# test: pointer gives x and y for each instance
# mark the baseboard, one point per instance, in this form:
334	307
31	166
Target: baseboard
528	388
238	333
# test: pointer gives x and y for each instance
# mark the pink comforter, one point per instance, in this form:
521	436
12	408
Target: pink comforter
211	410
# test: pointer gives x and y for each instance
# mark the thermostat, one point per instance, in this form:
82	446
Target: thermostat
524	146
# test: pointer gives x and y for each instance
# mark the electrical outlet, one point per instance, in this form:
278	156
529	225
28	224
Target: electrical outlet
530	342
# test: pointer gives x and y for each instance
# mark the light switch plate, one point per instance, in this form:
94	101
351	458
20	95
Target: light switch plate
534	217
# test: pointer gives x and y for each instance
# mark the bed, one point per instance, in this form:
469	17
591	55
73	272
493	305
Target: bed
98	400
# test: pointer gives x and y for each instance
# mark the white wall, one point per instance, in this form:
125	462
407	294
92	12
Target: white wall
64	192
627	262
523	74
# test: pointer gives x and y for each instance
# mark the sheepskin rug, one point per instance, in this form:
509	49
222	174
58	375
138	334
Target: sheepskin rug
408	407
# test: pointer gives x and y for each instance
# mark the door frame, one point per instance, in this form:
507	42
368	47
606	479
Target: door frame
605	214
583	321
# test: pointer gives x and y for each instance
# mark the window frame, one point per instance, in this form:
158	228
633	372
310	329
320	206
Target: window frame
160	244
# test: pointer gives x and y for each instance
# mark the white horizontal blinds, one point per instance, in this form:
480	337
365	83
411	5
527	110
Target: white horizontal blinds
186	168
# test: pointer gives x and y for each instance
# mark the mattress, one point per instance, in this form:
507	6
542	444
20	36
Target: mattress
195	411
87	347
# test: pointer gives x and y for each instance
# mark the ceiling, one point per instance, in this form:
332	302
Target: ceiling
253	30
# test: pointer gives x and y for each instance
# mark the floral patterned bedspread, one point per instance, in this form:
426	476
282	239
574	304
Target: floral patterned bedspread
----------
**WRITTEN PROBLEM:** Please gather every line from the items above that contains the word "light". Case counts.

**SOLUTION:**
# mark the light switch plate, one point per instance, in this form:
Target: light switch plate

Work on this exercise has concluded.